What is asked
Copy out every one of the records below with "Practice step" renamed to "Drill" wherever it occurs. Keep everything else the same.

-------- Listed records

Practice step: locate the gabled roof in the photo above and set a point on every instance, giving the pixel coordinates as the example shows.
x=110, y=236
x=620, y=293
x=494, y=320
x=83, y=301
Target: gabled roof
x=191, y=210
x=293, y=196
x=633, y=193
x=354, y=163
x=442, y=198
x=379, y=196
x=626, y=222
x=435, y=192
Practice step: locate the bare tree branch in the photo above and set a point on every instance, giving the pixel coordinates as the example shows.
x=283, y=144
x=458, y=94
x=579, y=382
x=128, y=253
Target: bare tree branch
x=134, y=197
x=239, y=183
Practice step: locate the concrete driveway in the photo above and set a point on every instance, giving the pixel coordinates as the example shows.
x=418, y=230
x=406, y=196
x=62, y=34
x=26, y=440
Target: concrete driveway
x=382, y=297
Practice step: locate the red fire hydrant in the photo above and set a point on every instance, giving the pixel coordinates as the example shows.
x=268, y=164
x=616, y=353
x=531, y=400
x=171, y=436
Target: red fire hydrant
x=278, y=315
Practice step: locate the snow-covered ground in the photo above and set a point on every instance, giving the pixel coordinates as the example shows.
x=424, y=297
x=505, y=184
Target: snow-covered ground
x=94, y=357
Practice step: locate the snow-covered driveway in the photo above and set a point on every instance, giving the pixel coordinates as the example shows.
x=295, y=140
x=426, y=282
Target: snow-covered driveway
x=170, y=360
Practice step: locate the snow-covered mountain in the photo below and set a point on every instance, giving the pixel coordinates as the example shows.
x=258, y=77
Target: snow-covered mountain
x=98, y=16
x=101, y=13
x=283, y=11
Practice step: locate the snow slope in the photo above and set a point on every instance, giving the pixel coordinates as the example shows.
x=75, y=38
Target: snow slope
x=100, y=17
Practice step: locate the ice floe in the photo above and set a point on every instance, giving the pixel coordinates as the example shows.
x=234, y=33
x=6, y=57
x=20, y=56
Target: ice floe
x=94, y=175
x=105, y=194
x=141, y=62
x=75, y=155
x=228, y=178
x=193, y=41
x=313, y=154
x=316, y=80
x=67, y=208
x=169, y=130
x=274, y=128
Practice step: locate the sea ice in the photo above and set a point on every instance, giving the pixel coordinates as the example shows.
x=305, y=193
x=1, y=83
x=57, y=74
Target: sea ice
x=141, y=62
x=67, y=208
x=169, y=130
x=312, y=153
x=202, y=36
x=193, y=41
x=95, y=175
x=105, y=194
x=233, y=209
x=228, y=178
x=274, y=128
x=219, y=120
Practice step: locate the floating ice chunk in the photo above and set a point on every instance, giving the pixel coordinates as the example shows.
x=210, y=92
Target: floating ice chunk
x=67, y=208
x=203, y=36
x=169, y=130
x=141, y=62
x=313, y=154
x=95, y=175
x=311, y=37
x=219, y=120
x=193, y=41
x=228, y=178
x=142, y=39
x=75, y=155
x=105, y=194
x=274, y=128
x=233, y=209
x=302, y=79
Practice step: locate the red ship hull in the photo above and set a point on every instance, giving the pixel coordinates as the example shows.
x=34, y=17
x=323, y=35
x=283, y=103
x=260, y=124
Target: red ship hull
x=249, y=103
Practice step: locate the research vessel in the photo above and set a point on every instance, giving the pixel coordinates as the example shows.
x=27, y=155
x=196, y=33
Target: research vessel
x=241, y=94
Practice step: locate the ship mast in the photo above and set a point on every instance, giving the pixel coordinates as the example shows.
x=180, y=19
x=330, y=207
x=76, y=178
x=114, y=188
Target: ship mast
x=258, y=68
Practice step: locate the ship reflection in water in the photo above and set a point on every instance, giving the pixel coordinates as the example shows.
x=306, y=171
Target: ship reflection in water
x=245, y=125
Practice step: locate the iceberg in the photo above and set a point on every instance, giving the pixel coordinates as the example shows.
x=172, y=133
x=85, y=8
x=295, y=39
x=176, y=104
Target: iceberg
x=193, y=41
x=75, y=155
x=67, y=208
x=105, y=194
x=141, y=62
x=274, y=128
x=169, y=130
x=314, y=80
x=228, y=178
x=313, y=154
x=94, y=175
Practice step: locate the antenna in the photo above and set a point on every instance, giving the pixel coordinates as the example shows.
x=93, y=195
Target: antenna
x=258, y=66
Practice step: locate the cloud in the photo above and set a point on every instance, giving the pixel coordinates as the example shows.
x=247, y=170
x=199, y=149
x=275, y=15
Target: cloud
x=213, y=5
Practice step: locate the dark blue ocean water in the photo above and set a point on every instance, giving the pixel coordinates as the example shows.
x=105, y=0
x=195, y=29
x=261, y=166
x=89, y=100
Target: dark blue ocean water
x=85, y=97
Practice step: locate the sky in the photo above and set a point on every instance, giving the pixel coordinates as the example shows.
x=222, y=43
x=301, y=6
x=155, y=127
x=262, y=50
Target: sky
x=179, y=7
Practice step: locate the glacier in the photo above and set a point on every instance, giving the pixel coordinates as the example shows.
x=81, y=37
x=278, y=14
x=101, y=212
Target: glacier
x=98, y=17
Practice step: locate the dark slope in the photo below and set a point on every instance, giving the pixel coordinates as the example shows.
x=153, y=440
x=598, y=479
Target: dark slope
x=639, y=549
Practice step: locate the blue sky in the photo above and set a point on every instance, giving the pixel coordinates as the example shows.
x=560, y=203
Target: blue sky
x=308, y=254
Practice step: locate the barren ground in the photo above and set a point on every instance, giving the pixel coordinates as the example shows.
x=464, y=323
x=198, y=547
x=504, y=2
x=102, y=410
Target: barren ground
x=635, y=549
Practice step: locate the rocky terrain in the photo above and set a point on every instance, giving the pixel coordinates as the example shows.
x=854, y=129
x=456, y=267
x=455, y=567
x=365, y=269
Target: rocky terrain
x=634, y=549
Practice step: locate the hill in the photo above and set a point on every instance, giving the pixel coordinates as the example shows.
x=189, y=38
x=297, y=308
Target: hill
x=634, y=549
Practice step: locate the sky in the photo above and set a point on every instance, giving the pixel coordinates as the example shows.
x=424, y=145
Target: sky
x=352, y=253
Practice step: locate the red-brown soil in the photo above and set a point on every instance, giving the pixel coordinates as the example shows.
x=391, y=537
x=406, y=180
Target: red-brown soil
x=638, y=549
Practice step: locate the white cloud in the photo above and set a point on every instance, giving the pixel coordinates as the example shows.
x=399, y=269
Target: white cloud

----------------

Complete response
Drill: locate the gabled roof in the photo above and set a point on every instance, giving the pixel coordinates as the example shows.
x=110, y=236
x=620, y=293
x=494, y=320
x=83, y=301
Target: gabled roof
x=191, y=210
x=293, y=196
x=633, y=193
x=354, y=163
x=442, y=198
x=379, y=196
x=626, y=222
x=435, y=192
Drill: locate the bare tree branch in the photo above and set a point on every instance, giving the pixel coordinates as the example shows.
x=283, y=144
x=458, y=94
x=579, y=382
x=128, y=253
Target: bare tree branch
x=134, y=197
x=239, y=183
Drill: locate the concrete driveway in the photo above and set a point on every instance, giving the pixel coordinates as the example shows.
x=418, y=230
x=406, y=196
x=62, y=34
x=26, y=440
Target: concrete driveway
x=382, y=297
Drill: locate the red fire hydrant in the photo above and set a point on every instance, giving the pixel coordinates as the example shows.
x=268, y=164
x=616, y=353
x=531, y=400
x=171, y=436
Target: red fire hydrant
x=278, y=315
Drill: locate the snow-covered ground in the photo above and set a point on every instance, giving the pixel coordinates as the example shows.
x=424, y=297
x=505, y=184
Target: snow-covered ground
x=94, y=357
Drill: locate the snow-covered driveway in the photo above and set a point on every instance, giving the pixel coordinates as the example shows.
x=295, y=140
x=426, y=282
Target: snow-covered driveway
x=170, y=360
Drill: locate the snow-covered mountain in the photo below and set a point on every instance, giving the pixel coordinates as the example shows.
x=258, y=77
Target: snow-covered mountain
x=98, y=16
x=101, y=13
x=283, y=11
Drill: locate the snow slope in the photo above and set a point on every instance, giving the pixel coordinates as the example shows.
x=75, y=38
Target: snow slope
x=100, y=17
Drill: locate the ice floe in the photo above and set a point on every instance, giving the pixel coordinates as the example shows.
x=234, y=33
x=6, y=57
x=20, y=56
Target: ice floe
x=94, y=175
x=105, y=194
x=141, y=62
x=75, y=155
x=228, y=178
x=193, y=41
x=313, y=154
x=316, y=80
x=67, y=208
x=169, y=130
x=274, y=128
Drill: locate the sea ice in the photo above and set a point on every instance, giving the pixel coordinates as the example shows.
x=305, y=193
x=1, y=83
x=57, y=74
Target: sea ice
x=141, y=62
x=67, y=208
x=169, y=130
x=312, y=153
x=202, y=36
x=193, y=41
x=95, y=175
x=105, y=194
x=233, y=209
x=228, y=178
x=274, y=128
x=219, y=120
Drill: locate the floating ice chunk in the photo above and set a point on every instance, giving the pixel coordinates as the example shows.
x=210, y=92
Target: floating ice chunk
x=67, y=208
x=203, y=36
x=169, y=130
x=141, y=62
x=313, y=154
x=95, y=175
x=311, y=37
x=219, y=120
x=193, y=41
x=228, y=178
x=142, y=39
x=75, y=155
x=105, y=194
x=274, y=128
x=233, y=209
x=302, y=79
Drill: locate the red ship hull in the photo above and set a point on every instance, giving the pixel coordinates as the example shows.
x=34, y=17
x=323, y=35
x=283, y=103
x=260, y=124
Target: red ship hull
x=249, y=103
Drill: locate the research vessel in the photo above and set a point on every instance, giving the pixel coordinates as the example shows.
x=27, y=155
x=196, y=33
Target: research vessel
x=241, y=94
Drill: locate the ship mast in the photo above and set a point on every instance, giving the pixel coordinates as the example shows.
x=180, y=19
x=330, y=207
x=76, y=178
x=114, y=188
Target: ship mast
x=258, y=68
Drill: locate the ship reflection in water in the photo above and set a point on every instance, giving the pixel coordinates as the example shows.
x=306, y=171
Target: ship reflection in water
x=245, y=125
Drill: locate the iceberg in the photo above and set a point on every instance, giving the pixel coordinates as the example shows.
x=172, y=133
x=85, y=8
x=295, y=39
x=176, y=104
Target: iceberg
x=193, y=41
x=75, y=155
x=67, y=208
x=105, y=194
x=141, y=62
x=274, y=128
x=169, y=130
x=314, y=80
x=228, y=178
x=313, y=154
x=94, y=175
Drill: locate the antenna in the photo above and set a point on every instance, giving the pixel coordinates as the example shows.
x=93, y=195
Target: antenna
x=258, y=66
Drill: locate the cloud in the photo above and set a point on every instance, giving the pixel coordinates as the example shows.
x=247, y=170
x=199, y=149
x=275, y=15
Target: cloud
x=213, y=5
Drill: locate the dark blue ocean water in the photo above and set a point on every instance, giving the pixel coordinates as the example shows.
x=105, y=0
x=195, y=29
x=261, y=166
x=89, y=100
Target: dark blue ocean water
x=85, y=97
Drill: locate the sky in the photo above and set a point on every instance, giving the pixel coordinates as the example shows.
x=222, y=43
x=301, y=6
x=155, y=127
x=262, y=50
Target: sky
x=179, y=7
Drill: locate the glacier in the photo above and set a point on every instance, giving the pixel coordinates as the example shows.
x=81, y=37
x=278, y=14
x=101, y=212
Target: glacier
x=98, y=17
Drill: locate the dark slope in the photo below and set a point on every instance, giving the pixel coordinates as the example shows.
x=153, y=440
x=598, y=479
Target: dark slope
x=639, y=549
Drill: locate the blue sky in the photo above and set a point on every instance, giving the pixel coordinates as the example shows.
x=560, y=203
Target: blue sky
x=308, y=254
Drill: locate the barren ground in the photo above and set a point on every instance, giving the pixel coordinates as the example shows.
x=464, y=323
x=198, y=547
x=504, y=2
x=102, y=410
Target: barren ground
x=635, y=549
Drill: locate the rocky terrain in the photo above and set a point on every instance, giving the pixel coordinates as the example shows.
x=854, y=129
x=456, y=267
x=455, y=567
x=365, y=269
Target: rocky terrain
x=634, y=549
Drill: locate the hill in the photo above and set a point on every instance, giving the pixel coordinates as the example shows.
x=189, y=38
x=297, y=308
Target: hill
x=634, y=549
Drill: locate the sky in the photo above and set a point on every instance, giving the pixel coordinates as the example shows.
x=424, y=145
Target: sky
x=352, y=253
Drill: locate the red-brown soil in the photo above and set a point on every instance, giving the pixel coordinates as the example shows.
x=391, y=537
x=406, y=180
Target: red-brown soil
x=638, y=549
Drill: locate the white cloud in the photo above and set a point on every instance, giving the pixel coordinates as the example shows.
x=399, y=269
Target: white cloud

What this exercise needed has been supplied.